Return every line of the entries below unchanged, leaving out the pictures.
---- INPUT FOR THIS TASK
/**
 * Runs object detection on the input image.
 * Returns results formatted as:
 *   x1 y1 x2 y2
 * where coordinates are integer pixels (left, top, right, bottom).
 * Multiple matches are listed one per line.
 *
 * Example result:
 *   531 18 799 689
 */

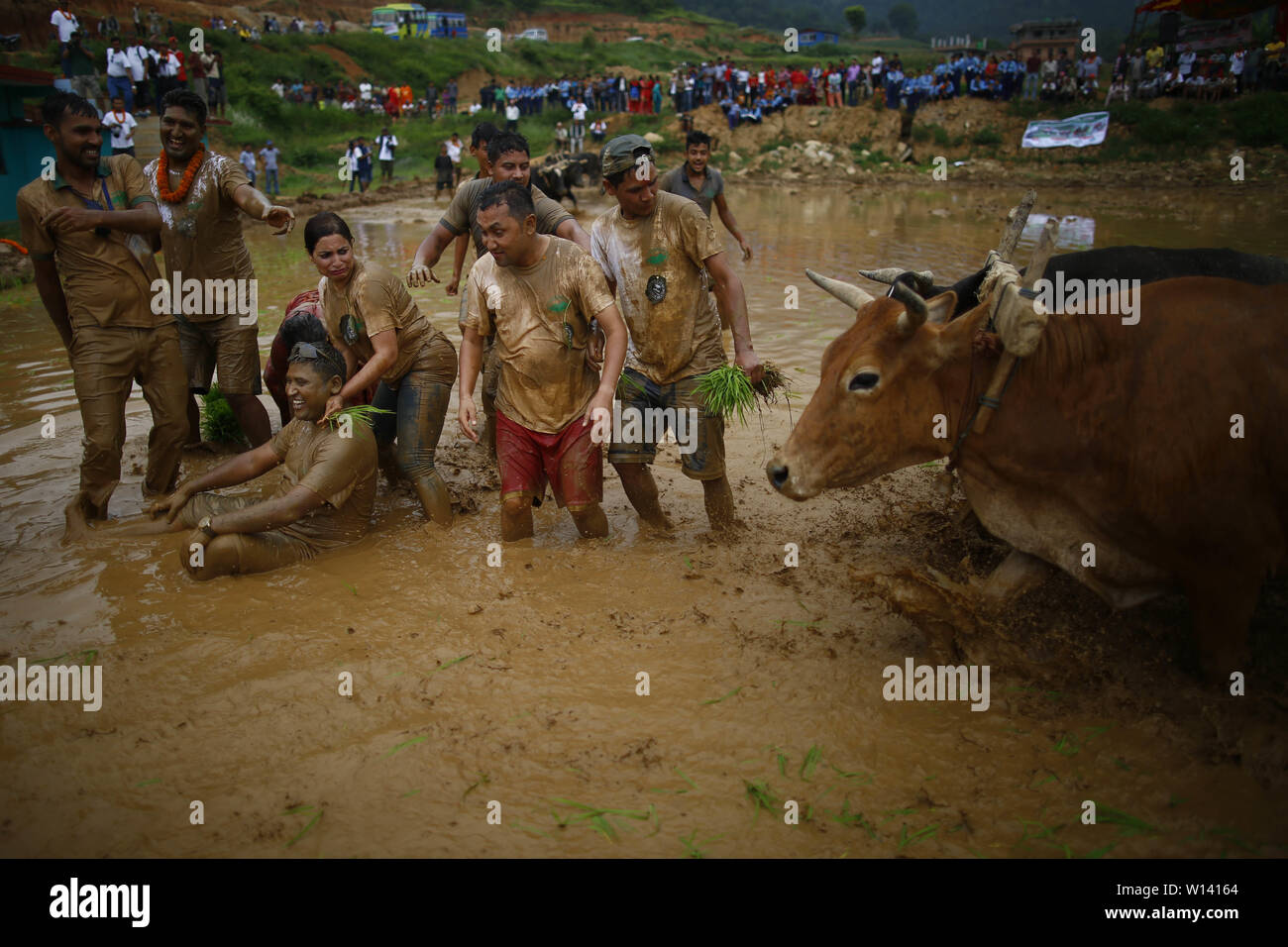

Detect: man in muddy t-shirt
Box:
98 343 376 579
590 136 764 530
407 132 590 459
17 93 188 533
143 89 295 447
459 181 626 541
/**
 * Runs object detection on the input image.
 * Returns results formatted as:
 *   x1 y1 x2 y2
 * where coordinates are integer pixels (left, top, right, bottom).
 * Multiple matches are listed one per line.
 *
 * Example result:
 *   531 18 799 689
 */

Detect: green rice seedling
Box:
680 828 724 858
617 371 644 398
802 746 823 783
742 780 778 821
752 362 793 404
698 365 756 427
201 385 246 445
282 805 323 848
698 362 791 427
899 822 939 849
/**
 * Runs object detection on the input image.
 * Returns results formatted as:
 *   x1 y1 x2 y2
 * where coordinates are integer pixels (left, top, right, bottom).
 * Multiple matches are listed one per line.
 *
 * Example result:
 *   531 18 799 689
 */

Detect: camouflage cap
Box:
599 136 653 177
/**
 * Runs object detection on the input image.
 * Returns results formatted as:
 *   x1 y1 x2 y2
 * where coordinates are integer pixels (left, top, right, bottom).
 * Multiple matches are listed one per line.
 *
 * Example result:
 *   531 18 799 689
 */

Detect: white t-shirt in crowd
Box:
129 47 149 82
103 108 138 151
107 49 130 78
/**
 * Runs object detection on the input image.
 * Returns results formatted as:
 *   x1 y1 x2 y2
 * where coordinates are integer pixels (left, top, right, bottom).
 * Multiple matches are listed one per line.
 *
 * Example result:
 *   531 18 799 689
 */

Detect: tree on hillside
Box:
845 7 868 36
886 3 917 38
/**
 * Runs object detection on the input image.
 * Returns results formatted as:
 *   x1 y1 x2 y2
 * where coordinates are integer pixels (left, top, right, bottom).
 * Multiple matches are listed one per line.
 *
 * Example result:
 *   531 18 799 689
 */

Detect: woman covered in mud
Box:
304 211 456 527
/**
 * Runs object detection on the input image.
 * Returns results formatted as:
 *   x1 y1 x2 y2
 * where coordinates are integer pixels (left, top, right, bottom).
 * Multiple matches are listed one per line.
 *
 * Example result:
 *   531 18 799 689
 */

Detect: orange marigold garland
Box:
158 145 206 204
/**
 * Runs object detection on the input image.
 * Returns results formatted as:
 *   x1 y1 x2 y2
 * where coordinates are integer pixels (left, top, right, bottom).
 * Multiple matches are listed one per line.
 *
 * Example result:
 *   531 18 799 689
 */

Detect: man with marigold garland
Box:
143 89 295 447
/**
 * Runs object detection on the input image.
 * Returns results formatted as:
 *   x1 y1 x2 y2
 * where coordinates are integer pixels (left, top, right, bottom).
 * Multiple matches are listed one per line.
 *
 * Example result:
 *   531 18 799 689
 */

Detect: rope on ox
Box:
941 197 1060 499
--------
RESPONSE TO THE TASK
/**
 * Runs object detection on the input image.
 * Returns results formatted as:
 *   x1 y1 x2 y2
 * where coordinates are integer pixels (left, top, right, bottom).
 * Multiple matches are listed one per line.
 *
 * Example result:
 *   531 18 799 689
 */


Detect: man in muddy t-shirt
Box:
98 343 376 579
590 136 764 530
407 132 590 459
17 93 188 533
143 89 295 447
459 181 626 541
/**
 * Runs object detection on the input image.
 * Returns results formatted as:
 *   x1 y1 x2 y2
 * where coordinates are integer pixels (left, top, right, bottom).
 * Multiple matches are listed one per line.
 *
 * Example result:
 *   531 18 799 689
 */

Detect: green rice seedling
Box:
680 828 724 858
617 371 644 398
802 746 823 783
742 780 778 821
752 362 793 404
698 365 756 427
201 385 246 445
282 805 323 848
698 362 791 427
899 822 939 849
/**
 * Runs object detection on the input image.
 * Returns results formatted as:
 *   x1 y1 x2 y2
 * where coordinates are integer pixels (left, top, right, bottom).
 * Multiple matches are listed one per line.
 *
 * Example result:
 *   531 18 799 689
 */

Detect: camouflage cap
Box:
599 136 653 177
/**
 * Runs object detection on the input image.
 * Returns results formatted as:
 *   x1 y1 x2 y2
 * where coordinates are integer pixels (left, top, right, bottom).
 * Multiple matches are listed one per line.
 *
 * Example result:
 *   531 18 799 689
 */

Detect: white t-shirt in crowd
Box:
129 47 149 82
103 108 138 151
107 49 130 78
/**
 * Runs object detection on the input image.
 * Returns results formatted as:
 *   x1 y1 x2 y2
 * where coordinates are integer pixels (left, top, right, bottom).
 * Multiple matches are listed one per line.
 *
 * Example result:
 *   531 18 799 689
 */

Detect: tree on hillside
Box:
845 7 868 36
886 3 917 38
/**
 * Runs object detection on the input image.
 * Returns results formatted as:
 *   x1 y1 x2 y2
 * where coordinates are integer pixels (left, top, right, bottom).
 * Multiple matches are listed one per line.
 *
 * Example result:
 *   531 18 799 689
 */

Detect: woman covered in mud
Box:
304 211 456 527
/**
 * Runs object detection on the input image.
 * Returns results formatted as:
 *   x1 y1 x2 y2
 * where coordinates are integer pixels (left, top, right, bottom).
 * Multiple matches are listed one per line.
 *
 * Example result:
 *   531 18 799 689
 */

Detect: orange marigold garland
Box:
158 145 206 204
/**
 * Runs object detection on the input image.
 * Returns results formatted as:
 *   x1 y1 x2 y2
 * where coordinates are integer pixels (left, top, right, bottom).
 * Multiple matches are listed one per line.
 *
 * Example result:
 *   531 18 799 689
 */

Detect: man with marigold garland
Box:
143 89 295 447
/**
 * Runs object detection on the input image.
 * Returns results formatted as:
 *   x1 y1 x2 y2
 * where coordinates are integer pixels (left, top, right, bottom).
 * Multiple matches are listed one per line.
 *
 * Example result:
 *   531 18 799 689
 */

Detect: rope on ox
Box:
941 197 1060 499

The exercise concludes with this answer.